━━━ Selected extract

Deploy a highly-available Cassandra cluster in AWS using Kubernetes

At Merapar, we use Cassandra as the back-bone for some of our highly-available cloud solutions. Cassandra is a highly available, highly performant, truly horizontal scalable NoSQL database. However, deploying Cassandra in the cloud in a highly-available manner is a non-trivial task and needs proper configuration. Fortunately, due to the emergence of new technologies, deploying a Cassandra cluster in AWS is more easy nowadays. This blog will show you how to deploy a Cassandra cluster in AWS, using kops (Kubernetes Operations). It will also show that the setup is highly-available by testing some failure scenarios.

This blog assumes basic knowledge of AWS, Kubernetes and Cassandra.


The following picture shows what the final Cassandra deployment in AWS looks like:

Let’s describe the deployment in detail:

  • The deployment uses one geographical region: eu-west-1 (Ireland)
  • Within this region, three availability zones are used. An availability zone is an isolated area within a region, i.e. a failure in one availability zone does not impact operations in another availability zone. Hence, high-availability is achieved by spreading processing and storage across availability zones.
  • There are three Kubernetes masters, one in each availability zone. A Kubernetes master schedules the pods (containers), that is, it determines which Kubernetes node runs which pod. By having a master in each availability-zone, the Kubernetes masters can continue to schedule pods, even if one availability-zone is down. The master machines are deployed in an auto-scaling group, so if an EC2 instance in this group terminates, a new EC2 instance (and Kubernetes master) is started automatically.
  • There are six Kubernetes nodes, two in each availability zone. A Kubernetes node runs your application pods. In this setup, each Kubernetes node will run one Cassandra pod. If one pod fails, a new one will be scheduled by the Kubernetes master. The Kubernetes nodes are also deployed in an auto-scaling group.

━━━━━━
━━━ Entries provided

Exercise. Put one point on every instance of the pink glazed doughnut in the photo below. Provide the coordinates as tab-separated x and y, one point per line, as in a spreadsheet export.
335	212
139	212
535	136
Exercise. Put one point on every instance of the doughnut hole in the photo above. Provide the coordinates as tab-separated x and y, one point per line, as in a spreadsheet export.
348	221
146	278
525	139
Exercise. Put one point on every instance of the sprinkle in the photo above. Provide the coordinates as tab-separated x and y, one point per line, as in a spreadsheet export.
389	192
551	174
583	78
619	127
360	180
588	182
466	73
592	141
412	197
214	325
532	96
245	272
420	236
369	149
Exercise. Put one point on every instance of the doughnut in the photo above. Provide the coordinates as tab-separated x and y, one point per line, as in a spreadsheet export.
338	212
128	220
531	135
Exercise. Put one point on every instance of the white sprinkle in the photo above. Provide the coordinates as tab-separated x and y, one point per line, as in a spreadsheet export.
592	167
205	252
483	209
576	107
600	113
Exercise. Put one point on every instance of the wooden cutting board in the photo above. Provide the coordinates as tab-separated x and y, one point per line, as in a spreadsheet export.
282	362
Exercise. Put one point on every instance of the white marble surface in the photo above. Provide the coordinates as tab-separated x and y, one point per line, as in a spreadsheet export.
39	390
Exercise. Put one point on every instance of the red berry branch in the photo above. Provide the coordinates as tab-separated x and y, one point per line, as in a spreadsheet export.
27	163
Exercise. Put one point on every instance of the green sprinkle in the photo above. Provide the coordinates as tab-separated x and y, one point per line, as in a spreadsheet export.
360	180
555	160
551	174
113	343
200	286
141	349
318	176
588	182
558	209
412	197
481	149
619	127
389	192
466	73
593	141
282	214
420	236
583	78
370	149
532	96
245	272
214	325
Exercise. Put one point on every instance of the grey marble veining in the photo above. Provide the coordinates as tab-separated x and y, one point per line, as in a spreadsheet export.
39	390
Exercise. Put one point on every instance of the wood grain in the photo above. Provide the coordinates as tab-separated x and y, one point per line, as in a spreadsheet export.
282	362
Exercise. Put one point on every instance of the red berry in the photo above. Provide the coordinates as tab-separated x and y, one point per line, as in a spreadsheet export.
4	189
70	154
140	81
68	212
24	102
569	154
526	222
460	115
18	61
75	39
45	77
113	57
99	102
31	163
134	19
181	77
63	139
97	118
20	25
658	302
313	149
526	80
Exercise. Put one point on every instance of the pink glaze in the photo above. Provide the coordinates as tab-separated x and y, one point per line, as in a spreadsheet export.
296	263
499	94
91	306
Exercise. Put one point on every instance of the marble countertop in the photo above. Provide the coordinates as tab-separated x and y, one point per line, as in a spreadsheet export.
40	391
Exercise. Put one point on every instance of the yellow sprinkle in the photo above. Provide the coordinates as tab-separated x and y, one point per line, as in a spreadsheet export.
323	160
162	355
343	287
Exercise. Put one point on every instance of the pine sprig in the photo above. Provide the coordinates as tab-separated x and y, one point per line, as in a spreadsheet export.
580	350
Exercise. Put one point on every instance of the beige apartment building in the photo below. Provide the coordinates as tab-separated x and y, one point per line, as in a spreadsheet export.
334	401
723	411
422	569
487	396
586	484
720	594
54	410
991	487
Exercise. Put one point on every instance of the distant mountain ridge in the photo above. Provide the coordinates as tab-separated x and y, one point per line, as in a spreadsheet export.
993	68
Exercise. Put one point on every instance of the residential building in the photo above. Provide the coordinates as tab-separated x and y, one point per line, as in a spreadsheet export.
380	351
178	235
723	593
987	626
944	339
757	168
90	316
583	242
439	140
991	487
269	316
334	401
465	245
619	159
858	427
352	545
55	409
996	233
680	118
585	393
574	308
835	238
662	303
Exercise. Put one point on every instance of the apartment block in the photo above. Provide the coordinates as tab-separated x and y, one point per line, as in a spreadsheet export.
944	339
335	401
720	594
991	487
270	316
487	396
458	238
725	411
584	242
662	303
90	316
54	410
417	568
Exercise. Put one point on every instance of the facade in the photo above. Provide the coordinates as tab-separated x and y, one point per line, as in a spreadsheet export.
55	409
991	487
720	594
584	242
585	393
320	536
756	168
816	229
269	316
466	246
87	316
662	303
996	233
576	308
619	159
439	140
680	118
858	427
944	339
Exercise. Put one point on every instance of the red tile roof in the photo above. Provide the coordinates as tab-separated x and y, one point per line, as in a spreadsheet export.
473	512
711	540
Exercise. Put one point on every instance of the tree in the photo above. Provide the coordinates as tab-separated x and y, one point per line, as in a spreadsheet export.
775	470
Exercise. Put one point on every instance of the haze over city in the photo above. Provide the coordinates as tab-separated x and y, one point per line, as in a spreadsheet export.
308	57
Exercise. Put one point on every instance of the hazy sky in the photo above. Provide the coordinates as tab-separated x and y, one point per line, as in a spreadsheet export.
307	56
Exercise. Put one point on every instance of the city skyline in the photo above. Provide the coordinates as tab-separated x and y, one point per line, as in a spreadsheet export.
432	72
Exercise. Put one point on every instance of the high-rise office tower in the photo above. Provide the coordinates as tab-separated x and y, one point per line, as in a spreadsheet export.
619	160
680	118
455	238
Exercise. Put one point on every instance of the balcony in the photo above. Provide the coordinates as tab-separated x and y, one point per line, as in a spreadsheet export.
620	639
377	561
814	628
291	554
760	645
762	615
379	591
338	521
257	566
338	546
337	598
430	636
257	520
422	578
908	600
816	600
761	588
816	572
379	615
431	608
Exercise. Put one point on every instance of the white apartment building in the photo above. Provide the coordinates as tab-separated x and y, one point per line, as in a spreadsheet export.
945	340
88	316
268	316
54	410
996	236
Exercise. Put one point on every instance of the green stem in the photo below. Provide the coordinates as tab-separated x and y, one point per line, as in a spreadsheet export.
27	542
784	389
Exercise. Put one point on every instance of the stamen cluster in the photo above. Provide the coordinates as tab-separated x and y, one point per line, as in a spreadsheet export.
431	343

━━━━━━

_What needs to be done_.
Reproduce, word for word, the passage of the Cassandra deployment article above that begins with the words "This blog assumes" and ends with the words "across availability zones.".

_Written reply_.
This blog assumes basic knowledge of AWS, Kubernetes and Cassandra.


The following picture shows what the final Cassandra deployment in AWS looks like:

Let’s describe the deployment in detail:

  • The deployment uses one geographical region: eu-west-1 (Ireland)
  • Within this region, three availability zones are used. An availability zone is an isolated area within a region, i.e. a failure in one availability zone does not impact operations in another availability zone. Hence, high-availability is achieved by spreading processing and storage across availability zones.